• _Série d'exercices_
**1)** Quelles sont les phrases que l'allocution ci-dessous cite comme moyens d'attirer l'attention de tout le monde ? Donnez-les toutes.
**2)** Reproduisez fidèlement le passage de l'allocution ci-dessous en commençant aux mots qui contiennent "Il y a un an" et en vous arrêtant après "côté la science.".

• _Extrait du document_
══════════════════════════════
Transcription de l’allocution de Greta Thunberg à la Conférence des Nations Unies sur le climat, Madrid, 6 décembre 2019. (Traduction par Marc Bonhomme)
Il y a un an et demi, je ne parlais à personne sauf si je le devais vraiment. Mais j’ai trouvé une raison de parler. Depuis lors, j’ai prononcé de nombreux discours et appris que lorsque vous parlez en public, vous devez commencer par quelque chose de personnel ou d’émotionnel pour attirer l’attention de tout le monde, dire des choses comme: «Notre maison est en feu», «Je veux que vous paniquiez». ou «Comment osez-vous!»
Mais aujourd’hui, je ne le ferai pas, car ces phrases sont tout ce sur quoi les gens se concentrent. Ils ne se souviennent pas des faits, de la raison même pour laquelle je dis ces choses en premier lieu. Nous n’avons plus le temps de laisser de côté la science.
Depuis environ un an, je n’arrête pas de parler sans cesse de nos budgets carbone en déclin rapide. Mais comme cela est toujours ignoré, je vais continuer à le répéter. Au chapitre deux, à la page 108 du rapport du GIEC SR 1.5 qui a été publié l’année dernière, il est dit que si nous voulons avoir 67% de chances de limiter l’augmentation de la température mondiale à moins de 1,5 degrés Celsius, nous avions, le 1er janvier 2018, 420 gigatonnes de CO2 qui restaient à émettre. Et, bien sûr, ce nombre est beaucoup plus faible aujourd’hui, car nous émettons environ 42 gigatonnes de CO2 chaque année, y compris en tenant compte de l’utilisation des terres. Avec les niveaux d’émissions d’aujourd’hui, ce budget restant disparaîtra dans environ huit ans.
Ces chiffres ne sont pas une affaire d’opinion personnelle ou politique. Il s’agit de la meilleure science actuellement disponible. Bien que de nombreux scientifiques suggèrent que ces chiffres sont trop modérés, ce sont ceux qui ont été acceptés par le GIEC.
══════════════════════════════
• _Entrées_
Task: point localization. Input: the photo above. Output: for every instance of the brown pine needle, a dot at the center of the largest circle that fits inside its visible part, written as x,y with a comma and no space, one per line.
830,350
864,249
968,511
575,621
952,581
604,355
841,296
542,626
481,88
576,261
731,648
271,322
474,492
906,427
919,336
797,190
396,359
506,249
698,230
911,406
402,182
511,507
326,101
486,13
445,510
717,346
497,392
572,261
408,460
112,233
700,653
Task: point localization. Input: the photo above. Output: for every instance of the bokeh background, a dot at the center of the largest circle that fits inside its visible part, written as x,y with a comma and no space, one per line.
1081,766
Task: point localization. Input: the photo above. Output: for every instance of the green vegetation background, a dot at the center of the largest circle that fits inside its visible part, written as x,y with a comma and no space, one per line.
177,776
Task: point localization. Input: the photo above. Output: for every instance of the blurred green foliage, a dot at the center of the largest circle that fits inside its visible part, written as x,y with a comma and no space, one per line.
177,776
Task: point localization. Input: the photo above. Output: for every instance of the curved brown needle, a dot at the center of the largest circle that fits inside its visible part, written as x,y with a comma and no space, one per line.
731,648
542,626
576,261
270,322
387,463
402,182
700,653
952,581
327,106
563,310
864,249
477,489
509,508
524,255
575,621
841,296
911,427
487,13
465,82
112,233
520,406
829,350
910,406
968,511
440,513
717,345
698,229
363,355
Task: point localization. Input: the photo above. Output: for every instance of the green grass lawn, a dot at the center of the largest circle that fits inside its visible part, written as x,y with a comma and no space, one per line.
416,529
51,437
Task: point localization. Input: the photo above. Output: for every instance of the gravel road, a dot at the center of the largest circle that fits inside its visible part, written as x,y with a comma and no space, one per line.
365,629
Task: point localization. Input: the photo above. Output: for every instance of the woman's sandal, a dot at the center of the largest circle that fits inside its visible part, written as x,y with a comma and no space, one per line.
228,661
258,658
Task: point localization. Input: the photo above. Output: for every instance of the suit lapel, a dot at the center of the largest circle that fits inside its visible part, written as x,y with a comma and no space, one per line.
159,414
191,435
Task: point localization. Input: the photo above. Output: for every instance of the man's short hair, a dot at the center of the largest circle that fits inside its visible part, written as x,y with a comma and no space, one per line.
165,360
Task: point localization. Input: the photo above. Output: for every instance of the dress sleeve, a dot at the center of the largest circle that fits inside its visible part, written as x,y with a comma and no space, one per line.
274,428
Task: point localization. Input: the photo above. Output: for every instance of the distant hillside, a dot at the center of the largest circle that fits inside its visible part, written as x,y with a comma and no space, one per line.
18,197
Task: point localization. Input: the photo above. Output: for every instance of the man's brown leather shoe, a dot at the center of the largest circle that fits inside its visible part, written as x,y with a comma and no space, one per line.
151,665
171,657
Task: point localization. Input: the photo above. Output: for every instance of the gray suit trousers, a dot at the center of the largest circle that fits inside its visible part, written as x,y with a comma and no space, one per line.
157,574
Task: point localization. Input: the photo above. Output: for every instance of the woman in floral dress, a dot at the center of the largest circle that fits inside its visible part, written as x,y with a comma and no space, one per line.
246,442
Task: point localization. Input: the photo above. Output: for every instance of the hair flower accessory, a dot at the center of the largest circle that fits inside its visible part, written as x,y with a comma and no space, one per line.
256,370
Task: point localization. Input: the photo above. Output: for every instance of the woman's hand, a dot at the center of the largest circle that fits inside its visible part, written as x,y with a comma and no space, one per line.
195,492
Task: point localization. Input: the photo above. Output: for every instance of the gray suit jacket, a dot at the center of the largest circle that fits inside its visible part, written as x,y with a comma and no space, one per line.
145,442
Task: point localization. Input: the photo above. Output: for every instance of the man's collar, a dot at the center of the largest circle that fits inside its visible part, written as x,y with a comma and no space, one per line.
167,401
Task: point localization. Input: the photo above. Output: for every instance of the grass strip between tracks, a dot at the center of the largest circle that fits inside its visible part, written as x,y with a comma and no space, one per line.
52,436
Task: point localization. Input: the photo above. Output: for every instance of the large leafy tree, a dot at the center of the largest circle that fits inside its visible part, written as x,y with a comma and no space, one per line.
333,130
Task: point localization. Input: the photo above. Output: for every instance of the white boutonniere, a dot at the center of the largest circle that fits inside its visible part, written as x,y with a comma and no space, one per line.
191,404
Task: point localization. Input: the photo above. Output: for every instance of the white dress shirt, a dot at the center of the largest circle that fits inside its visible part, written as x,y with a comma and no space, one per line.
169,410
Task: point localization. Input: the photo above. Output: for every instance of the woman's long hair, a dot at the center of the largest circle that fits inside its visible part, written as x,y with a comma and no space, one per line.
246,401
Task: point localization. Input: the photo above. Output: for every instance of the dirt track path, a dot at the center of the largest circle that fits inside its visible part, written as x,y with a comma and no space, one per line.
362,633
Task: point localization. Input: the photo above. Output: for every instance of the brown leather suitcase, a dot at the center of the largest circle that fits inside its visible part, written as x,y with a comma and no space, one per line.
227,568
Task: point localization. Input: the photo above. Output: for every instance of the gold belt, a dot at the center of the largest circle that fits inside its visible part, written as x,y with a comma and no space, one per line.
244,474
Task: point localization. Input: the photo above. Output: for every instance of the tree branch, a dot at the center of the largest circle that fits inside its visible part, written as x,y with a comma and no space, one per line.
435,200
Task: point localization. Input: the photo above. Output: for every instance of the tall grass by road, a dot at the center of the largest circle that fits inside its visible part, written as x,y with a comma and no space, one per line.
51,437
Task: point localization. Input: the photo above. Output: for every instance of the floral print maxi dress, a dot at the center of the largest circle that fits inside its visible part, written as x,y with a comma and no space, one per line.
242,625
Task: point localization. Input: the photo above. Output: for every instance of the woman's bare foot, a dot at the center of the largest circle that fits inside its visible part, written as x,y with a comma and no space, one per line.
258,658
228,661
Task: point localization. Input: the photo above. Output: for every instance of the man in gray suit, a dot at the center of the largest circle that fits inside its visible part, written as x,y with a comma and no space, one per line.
══════════════════════════════
• _Réponses par exercice_
**1)**
«Notre maison est en feu»
«Je veux que vous paniquiez»
«Comment osez-vous!»

**2)**
Il y a un an et demi, je ne parlais à personne sauf si je le devais vraiment. Mais j’ai trouvé une raison de parler. Depuis lors, j’ai prononcé de nombreux discours et appris que lorsque vous parlez en public, vous devez commencer par quelque chose de personnel ou d’émotionnel pour attirer l’attention de tout le monde, dire des choses comme: «Notre maison est en feu», «Je veux que vous paniquiez». ou «Comment osez-vous!»
Mais aujourd’hui, je ne le ferai pas, car ces phrases sont tout ce sur quoi les gens se concentrent. Ils ne se souviennent pas des faits, de la raison même pour laquelle je dis ces choses en premier lieu. Nous n’avons plus le temps de laisser de côté la science.